### Texte fourni

-=-=-

Les notes, même à l’école primaire, ne seront donc pas interdites… La ministre en a décidé ainsi, malgré plusieurs appels contraires de la part du jury de la Conférence nationale sur l’évaluation des élèves. On pourrait en rester là et entretenir une école à la dérive, prenant le sens du vent médiatique, avec les plus grands dommages pour les élèves les plus fragiles. Cela donne l’impression que la priorité des décideurs n’est pas de faire évoluer des pratiques surannées mais de ne froisser personne. Tout ira bien si rien ne bouge. Nous en venons même à nous demander si le monde du politique est véritablement soucieux de son école ou, tout du moins, s’il y fonde un quelconque espoir pour la construction d’une société meilleure, par une jeunesse mieux formée et plus consciente des enjeux majeurs de notre époque : lutte contre les discriminations, atténuation des inégalités, opposition aux censeurs des pensées réflexives, protection de la planète, fraternité et altruisme.

Mais pourtant, à lire avec plus d’attention le rapport de la conférence, il apparait clairement plusieurs raisons d’espérer.

Contrairement à la simplicité de nombreux discours, les enjeux ne concernent pas « avec note » ou « sans note. » La note n’est qu’un outil d’évaluation parmi plein d’autres (certes prédominant et peu performant) qui pourrait être pensé de manière éducative. Par exemple, en situant 15/20 comme le seuil de validation d’une compétence, les élèves pourraient, au-delà, passer à d’autres savoirs ou, en deçà et accompagnés de commentaires, disposer d’une information précise pour reprendre leurs entrainements. Comme l’explique très bien Jean-Michel Zakhartchouk, le problème avec les notes vient d’abord des moyennes que l’on en fait : elles induisent du classement, de la pure compétition et un « mou-tout » en matière de repérage des apprentissages des élèves : on esquisse approximativement ce que vaut un travail, mais cela n’indique pas exactement ce qu’il convient de reprendre. C’est donc une chose de noter le travail d’un élève, ça en est une bien différente que de calculer des moyennes.

-=-=-

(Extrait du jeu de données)
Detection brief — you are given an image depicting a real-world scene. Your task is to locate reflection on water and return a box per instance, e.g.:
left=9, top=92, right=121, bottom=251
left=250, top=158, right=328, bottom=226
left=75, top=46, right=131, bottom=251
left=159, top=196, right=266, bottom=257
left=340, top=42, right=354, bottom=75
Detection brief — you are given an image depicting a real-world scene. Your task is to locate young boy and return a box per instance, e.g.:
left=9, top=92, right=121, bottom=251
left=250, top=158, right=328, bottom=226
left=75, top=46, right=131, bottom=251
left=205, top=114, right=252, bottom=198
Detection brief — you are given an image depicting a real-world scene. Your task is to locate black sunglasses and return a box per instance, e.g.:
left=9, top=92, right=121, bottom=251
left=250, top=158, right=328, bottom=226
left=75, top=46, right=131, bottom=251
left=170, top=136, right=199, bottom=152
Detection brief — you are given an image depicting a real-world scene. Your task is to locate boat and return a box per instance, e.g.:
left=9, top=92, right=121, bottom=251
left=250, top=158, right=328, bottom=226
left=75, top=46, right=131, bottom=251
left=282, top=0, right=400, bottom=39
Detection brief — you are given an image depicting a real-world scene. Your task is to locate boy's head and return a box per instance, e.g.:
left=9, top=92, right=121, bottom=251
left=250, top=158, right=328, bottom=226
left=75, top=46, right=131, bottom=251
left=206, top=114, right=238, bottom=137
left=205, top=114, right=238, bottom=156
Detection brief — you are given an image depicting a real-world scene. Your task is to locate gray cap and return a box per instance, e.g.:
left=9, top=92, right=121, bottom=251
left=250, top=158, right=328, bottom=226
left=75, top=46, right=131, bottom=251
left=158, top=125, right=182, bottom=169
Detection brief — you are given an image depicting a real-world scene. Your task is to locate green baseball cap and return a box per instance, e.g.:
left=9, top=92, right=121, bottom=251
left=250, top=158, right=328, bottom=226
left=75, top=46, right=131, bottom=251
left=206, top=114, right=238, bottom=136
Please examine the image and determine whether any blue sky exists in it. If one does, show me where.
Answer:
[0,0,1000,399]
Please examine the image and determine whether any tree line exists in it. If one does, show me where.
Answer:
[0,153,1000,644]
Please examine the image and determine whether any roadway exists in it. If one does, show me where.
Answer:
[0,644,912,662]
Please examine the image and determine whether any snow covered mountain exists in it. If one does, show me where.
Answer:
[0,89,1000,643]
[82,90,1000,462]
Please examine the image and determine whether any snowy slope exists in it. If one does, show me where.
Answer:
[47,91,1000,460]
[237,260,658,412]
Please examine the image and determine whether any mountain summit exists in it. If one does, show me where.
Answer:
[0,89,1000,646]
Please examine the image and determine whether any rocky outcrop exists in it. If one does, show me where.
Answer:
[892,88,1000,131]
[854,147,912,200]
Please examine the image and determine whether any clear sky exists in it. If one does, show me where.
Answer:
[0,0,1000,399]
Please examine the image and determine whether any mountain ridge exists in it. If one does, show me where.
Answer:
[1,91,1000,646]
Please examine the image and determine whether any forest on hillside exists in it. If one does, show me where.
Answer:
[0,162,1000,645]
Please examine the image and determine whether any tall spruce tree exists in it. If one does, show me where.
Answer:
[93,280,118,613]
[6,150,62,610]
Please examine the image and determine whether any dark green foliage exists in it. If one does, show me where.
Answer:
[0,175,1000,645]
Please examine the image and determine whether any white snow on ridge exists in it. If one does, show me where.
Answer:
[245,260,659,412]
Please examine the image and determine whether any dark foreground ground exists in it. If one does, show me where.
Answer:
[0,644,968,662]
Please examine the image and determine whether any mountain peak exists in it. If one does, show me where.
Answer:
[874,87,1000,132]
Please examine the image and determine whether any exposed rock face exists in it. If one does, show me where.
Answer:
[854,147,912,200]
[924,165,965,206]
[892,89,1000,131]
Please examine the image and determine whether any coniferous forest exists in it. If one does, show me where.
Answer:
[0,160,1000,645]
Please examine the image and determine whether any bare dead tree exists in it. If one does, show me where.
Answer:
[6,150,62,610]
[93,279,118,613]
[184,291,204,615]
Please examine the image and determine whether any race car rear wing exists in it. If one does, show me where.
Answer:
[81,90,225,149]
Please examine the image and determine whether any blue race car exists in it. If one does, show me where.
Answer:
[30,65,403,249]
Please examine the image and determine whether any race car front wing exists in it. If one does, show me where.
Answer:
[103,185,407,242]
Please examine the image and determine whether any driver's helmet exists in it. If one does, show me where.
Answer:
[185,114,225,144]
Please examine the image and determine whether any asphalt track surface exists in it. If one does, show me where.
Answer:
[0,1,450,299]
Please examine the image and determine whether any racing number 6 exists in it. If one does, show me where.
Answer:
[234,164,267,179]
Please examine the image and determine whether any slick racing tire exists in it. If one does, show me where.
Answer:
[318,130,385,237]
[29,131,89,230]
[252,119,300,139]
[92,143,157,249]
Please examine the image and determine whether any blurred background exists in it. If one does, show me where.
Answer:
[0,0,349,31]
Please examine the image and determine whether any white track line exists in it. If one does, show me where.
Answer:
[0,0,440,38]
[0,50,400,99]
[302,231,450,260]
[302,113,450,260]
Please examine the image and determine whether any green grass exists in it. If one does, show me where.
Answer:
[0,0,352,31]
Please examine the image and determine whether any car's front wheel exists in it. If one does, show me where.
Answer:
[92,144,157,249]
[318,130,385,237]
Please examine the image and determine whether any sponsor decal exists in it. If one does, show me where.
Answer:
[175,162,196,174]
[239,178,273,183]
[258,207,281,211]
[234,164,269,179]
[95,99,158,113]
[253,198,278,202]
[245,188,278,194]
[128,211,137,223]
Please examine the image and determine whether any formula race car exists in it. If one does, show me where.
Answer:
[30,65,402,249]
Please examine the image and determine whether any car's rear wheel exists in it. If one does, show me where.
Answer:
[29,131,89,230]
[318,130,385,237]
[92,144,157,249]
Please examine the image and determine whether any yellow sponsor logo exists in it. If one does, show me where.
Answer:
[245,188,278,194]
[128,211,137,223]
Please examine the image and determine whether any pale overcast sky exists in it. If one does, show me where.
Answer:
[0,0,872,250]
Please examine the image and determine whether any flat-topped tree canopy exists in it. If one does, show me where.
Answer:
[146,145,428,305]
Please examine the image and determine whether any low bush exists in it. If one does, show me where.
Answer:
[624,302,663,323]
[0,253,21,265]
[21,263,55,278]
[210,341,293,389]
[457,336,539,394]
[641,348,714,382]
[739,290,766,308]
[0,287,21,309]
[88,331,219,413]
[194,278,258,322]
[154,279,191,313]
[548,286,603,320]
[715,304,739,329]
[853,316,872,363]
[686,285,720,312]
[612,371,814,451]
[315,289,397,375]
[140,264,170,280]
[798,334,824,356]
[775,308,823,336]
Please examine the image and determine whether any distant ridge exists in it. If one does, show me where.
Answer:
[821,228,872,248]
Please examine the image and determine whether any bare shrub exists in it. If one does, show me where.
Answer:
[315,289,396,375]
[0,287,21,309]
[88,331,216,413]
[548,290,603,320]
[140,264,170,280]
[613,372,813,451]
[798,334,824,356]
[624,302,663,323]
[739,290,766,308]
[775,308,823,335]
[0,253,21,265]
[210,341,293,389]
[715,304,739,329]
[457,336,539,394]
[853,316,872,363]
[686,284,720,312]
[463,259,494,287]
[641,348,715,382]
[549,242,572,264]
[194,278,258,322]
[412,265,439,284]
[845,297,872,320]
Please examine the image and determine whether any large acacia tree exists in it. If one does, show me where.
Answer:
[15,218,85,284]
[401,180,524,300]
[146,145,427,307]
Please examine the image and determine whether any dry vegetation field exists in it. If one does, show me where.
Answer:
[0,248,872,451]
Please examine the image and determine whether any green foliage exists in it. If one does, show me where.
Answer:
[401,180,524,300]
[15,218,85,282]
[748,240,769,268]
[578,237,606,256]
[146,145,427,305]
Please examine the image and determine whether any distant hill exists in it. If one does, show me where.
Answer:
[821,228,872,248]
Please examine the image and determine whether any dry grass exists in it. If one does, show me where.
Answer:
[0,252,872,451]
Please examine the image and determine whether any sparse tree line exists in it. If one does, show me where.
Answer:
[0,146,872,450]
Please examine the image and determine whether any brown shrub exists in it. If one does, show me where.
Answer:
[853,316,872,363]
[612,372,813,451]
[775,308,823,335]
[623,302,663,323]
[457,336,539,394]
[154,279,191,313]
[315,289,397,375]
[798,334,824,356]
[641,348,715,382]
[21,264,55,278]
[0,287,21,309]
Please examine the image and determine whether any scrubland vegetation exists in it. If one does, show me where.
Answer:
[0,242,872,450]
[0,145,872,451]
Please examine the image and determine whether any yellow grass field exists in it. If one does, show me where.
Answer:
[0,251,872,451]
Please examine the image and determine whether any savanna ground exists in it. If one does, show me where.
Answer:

-=-=-

### Consignes
(1) Dans le texte sur les notes à l'école, d'où vient d'abord le problème avec les notes, selon Jean-Michel Zakhartchouk ?
(2) Écrivez la suite du texte sur les notes à l'école, à partir de sa dernière phrase.
Vous n'avez pas besoin de ces lignes.

### Liste des réponses
(1) Il vient d'abord des moyennes que l'on en fait.

(2)
La ministre et le jury font référence à la bienveillance. C’est une notion assez floue mais qui a le mérite de se placer du côté des orientations humanistes. La visée de l’évaluation n’est plus de trier les élèves, de sélectionner les meilleurs au détriment de tous les autres, mais bien de développer des progrès pour chacun. D’autant plus que, dans ses conceptions traditionnelles, le temps consacré aux évaluations est souvent du temps perdu pour les apprentissages…

De manière opératoire, nous savons ce qu’il conviendrait de développer : organiser les évaluations pour qu’elles guident les élèves vers ce qui est attendu. Autrement dit, faire de l’évaluation un outil pour apprendre sans démotiver.

Une évaluation bienveillante aurait donc un caractère positif et éducatif : souligner d’un côté ce qui est acquis ou réussi et, d’un autre, les éventuels manques afin de mieux les combler. Elle s’inscrit dans une démarche d’enseignement-apprentissages plus large :

  1. Repérer les conceptions spontanées des élèves autour de la notion travaillée, par l’intermédiaire de problèmes qui en nécessitent l’usage pour être résolus
  2. Laisser les élèves confronter leurs solutions – Transmettre du savoir s’il n’émerge pas correctement de la part de propositions d’élèves
  3. Stabiliser les connaissances et faciliter les mémorisations par de l’entraînement répété
  4. Évaluer les acquis des élèves, en condition d’examen et collectivement
  5. Pour les élèves ayant réussi l’évaluation, valider les compétences testées, les orienter vers d’autres travaux et les reconnaître comme personnes ressources dans la classe
  6. Pour les élèves qui ont commis des erreurs, s’en servir pour les aider à mieux comprendre et organiser de nouveaux entraînements, avec la possibilité de solliciter les camarades ressources. Les autoriser à repasser une évaluation similaire une fois ce nouvel entraînement achevé.
  7. Régulièrement, transmettre la liste des compétences acquises aux parents d’élèves en situant clairement celles qui restent encore à valider.

Nous avons donc de bonnes raisons d’espérer que deviennent « hors la loi » des pratiques d’évaluation issues de notre histoire scolaire mais contraires aux logiques éducatives. Exit donc les évaluations uniquement sommatives qui condamnent à comprendre du premier coup, les évaluations pour asseoir de l’autoritarisme, les classements qui ségréguent, les moyennes qui ne disent rien, les livrets d’évaluation sous forme « d’usines à cases » que, souvent, les enseignants ne remplissent qu’avec des visées administratives, les épreuves qui prétendent « évaluer les élèves » et risquent de les étiqueter en tant que personnes…

Bienvenues aux pratiques qui évaluent les acquis d’un élève et qui lui donnent la possibilité de reprendre ses éventuelles erreurs pour repasser plus tard une évaluation similaire. Bienvenues également à celles qui, en même temps, valorisent la réussite, ne serait-ce que pour enrichir le réseau d’échanges de savoirs que représente une classe.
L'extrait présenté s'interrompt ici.